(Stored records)
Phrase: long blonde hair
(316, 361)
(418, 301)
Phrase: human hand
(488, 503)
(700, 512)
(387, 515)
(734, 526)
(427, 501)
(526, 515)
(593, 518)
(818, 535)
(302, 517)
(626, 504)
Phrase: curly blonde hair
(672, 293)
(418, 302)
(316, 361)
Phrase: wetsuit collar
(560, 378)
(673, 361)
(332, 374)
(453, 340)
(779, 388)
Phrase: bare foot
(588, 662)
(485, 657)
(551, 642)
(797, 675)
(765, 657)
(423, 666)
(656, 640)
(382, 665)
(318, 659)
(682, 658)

**What the task requires:** A complete and exact repetition of the entries is required.

**Response area:**
Phrase: long blonde hair
(316, 361)
(418, 301)
Phrase: human hand
(488, 503)
(700, 512)
(387, 515)
(734, 526)
(427, 501)
(526, 515)
(593, 518)
(818, 535)
(302, 517)
(626, 504)
Phrase: curly blonde hair
(672, 293)
(418, 302)
(316, 361)
Phrase: wetsuit collar
(560, 378)
(673, 361)
(332, 374)
(453, 340)
(779, 388)
Phrase: bare foot
(588, 662)
(485, 657)
(551, 642)
(797, 675)
(765, 657)
(423, 666)
(656, 640)
(382, 665)
(318, 659)
(682, 658)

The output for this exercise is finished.